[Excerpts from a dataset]
_ _ _ _
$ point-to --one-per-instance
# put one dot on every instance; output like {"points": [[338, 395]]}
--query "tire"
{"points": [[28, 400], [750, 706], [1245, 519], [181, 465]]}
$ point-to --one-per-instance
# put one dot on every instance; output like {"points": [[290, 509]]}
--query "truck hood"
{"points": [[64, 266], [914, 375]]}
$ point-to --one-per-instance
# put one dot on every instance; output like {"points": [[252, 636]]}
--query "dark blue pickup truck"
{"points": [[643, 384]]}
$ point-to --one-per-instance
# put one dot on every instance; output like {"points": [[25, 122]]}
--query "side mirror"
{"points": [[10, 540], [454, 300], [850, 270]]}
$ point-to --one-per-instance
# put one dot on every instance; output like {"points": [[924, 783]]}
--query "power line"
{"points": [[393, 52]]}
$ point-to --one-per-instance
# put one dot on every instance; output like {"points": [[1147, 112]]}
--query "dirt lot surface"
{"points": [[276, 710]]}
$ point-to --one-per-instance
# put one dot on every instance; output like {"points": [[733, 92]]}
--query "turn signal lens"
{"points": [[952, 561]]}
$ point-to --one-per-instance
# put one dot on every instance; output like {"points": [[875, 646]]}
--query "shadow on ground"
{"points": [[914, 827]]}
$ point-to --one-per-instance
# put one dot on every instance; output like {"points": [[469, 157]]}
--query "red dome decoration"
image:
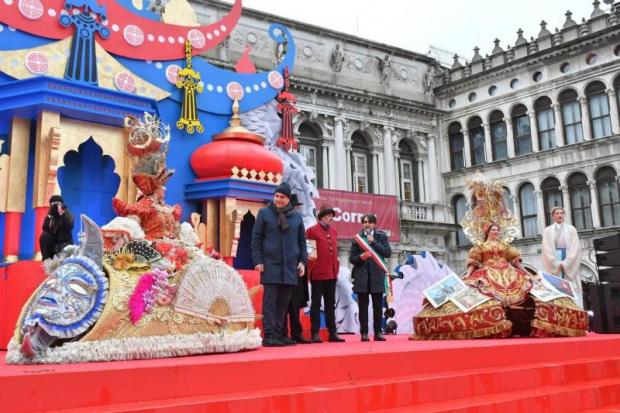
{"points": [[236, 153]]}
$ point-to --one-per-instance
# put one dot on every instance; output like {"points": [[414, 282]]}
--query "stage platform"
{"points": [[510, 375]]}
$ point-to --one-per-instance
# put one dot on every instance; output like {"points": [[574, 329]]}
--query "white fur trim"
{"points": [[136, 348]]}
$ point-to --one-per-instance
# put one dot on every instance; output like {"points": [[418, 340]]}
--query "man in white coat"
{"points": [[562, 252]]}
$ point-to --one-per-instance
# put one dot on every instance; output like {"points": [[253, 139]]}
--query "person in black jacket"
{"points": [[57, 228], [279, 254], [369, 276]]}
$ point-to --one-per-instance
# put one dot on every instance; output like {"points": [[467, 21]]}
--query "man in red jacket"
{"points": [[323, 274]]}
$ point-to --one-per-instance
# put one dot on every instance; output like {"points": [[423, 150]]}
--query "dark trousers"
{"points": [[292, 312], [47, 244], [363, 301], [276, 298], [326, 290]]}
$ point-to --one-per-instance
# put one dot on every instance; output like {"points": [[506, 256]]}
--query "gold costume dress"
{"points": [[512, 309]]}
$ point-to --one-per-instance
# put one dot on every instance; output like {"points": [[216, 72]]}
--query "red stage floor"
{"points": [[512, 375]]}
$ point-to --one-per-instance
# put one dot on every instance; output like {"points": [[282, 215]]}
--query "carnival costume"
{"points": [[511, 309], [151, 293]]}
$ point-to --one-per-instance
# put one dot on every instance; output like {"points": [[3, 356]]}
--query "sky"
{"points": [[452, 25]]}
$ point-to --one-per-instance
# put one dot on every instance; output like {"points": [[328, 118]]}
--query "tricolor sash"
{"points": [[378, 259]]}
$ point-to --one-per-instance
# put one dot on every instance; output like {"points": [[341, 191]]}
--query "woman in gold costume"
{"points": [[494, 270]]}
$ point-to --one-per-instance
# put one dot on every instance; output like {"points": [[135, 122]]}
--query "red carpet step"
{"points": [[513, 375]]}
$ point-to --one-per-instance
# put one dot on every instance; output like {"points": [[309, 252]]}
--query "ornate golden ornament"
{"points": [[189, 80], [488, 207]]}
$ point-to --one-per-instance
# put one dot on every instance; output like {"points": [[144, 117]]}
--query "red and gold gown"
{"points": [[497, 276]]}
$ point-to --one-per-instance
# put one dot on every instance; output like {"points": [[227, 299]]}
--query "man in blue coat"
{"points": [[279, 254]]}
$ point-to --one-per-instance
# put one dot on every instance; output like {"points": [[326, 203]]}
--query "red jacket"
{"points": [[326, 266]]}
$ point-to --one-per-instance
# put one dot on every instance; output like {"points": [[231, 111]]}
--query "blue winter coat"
_ _ _ _
▶ Exercise
Print the records again exactly. Skip every picture.

▶ Answer area
$ point-to --one-per-instance
# put one dot on every instance; output like {"points": [[338, 395]]}
--query "tire"
{"points": [[28, 400], [750, 706], [1245, 519], [181, 465]]}
$ point-to --one-per-instance
# put one dot on every instance; output like {"points": [[290, 509]]}
--query "truck hood"
{"points": [[64, 266], [914, 375]]}
$ point-to --one-per-instance
# put one dot on every instance; output like {"points": [[252, 636]]}
--query "dark blue pickup truck"
{"points": [[643, 384]]}
$ point-to --one-per-instance
# put one dot on every instance; output like {"points": [[25, 122]]}
--query "side mirror"
{"points": [[10, 540], [454, 300], [850, 270]]}
$ point-to --one-per-instance
# put one dot on every instance; output like {"points": [[924, 783]]}
--query "power line"
{"points": [[393, 52]]}
$ point-to --one-per-instance
# put one dot on every instance; output like {"points": [[1147, 112]]}
--query "dirt lot surface"
{"points": [[276, 710]]}
$ point-to --one-per-instance
# put one dot on every instance; output like {"points": [[733, 92]]}
--query "turn signal lens"
{"points": [[952, 561]]}
$ point-to --one-per-instance
# put one dot on every instance; output like {"points": [[875, 646]]}
--query "shadow on ground"
{"points": [[914, 827]]}
$ point-to --one-per-instance
# put one dot on every instance; output like {"points": [[469, 157]]}
--query "red dome decoration"
image:
{"points": [[236, 153]]}
$ point-to --one-per-instance
# put one dot on every instance; output like {"points": [[414, 282]]}
--query "stage platform"
{"points": [[510, 375]]}
$ point-to --one-per-instance
# put one dot on every instance; output like {"points": [[574, 329]]}
--query "white fur trim"
{"points": [[136, 348]]}
$ point-to --one-per-instance
# put one dot on every instance; output like {"points": [[418, 340]]}
--query "man in white coat"
{"points": [[562, 252]]}
$ point-to --one-per-instance
# put one dot on every instance; output like {"points": [[253, 139]]}
--query "person in black jacket"
{"points": [[57, 228], [279, 254], [369, 276]]}
$ point-to --one-per-instance
# put one dot on every instance; output like {"points": [[467, 21]]}
--query "man in red jacket"
{"points": [[323, 274]]}
$ point-to --one-per-instance
# put one dot on every instance; output like {"points": [[423, 150]]}
--query "dark trousers"
{"points": [[292, 312], [47, 244], [363, 301], [276, 298], [326, 290]]}
$ point-to --one-per-instance
# put one dot on every instance; output like {"points": [[506, 256]]}
--query "gold costume dress"
{"points": [[512, 309]]}
$ point-to --one-per-instance
# put one dot on every instance; output like {"points": [[216, 72]]}
--query "red stage floor"
{"points": [[512, 375]]}
$ point-to --one-per-instance
# put one dot on every instance; output like {"points": [[282, 215]]}
--query "carnival costume"
{"points": [[511, 309], [151, 293]]}
$ point-to --one-per-instance
# put one dot on every instance; output like {"points": [[3, 356]]}
--query "sky"
{"points": [[452, 25]]}
$ point-to --one-per-instance
# put one dot on every instance; output like {"points": [[328, 118]]}
--query "tricolor sash"
{"points": [[378, 259]]}
$ point-to --one-per-instance
# put one dot on every instance; output like {"points": [[341, 191]]}
--query "woman in gold costume"
{"points": [[494, 270]]}
$ point-to --one-per-instance
# put one dot on every instance; output like {"points": [[135, 122]]}
--query "red carpet step"
{"points": [[513, 375]]}
$ point-to --one-per-instance
# put one dot on every instance; output like {"points": [[309, 252]]}
--query "ornate golden ornament"
{"points": [[189, 80], [488, 207]]}
$ point-to --one-per-instance
# put one dot on every instance; output like {"points": [[144, 117]]}
--query "red and gold gown"
{"points": [[497, 276]]}
$ point-to --one-per-instance
# put one dot on every instance; output like {"points": [[227, 299]]}
--query "man in blue coat"
{"points": [[279, 254]]}
$ point-to --one-per-instance
# put one dot on every instance; output like {"points": [[326, 203]]}
--query "red jacket"
{"points": [[326, 266]]}
$ point-to --one-per-instance
# put one dot on every instance; output like {"points": [[231, 111]]}
--query "blue winter coat"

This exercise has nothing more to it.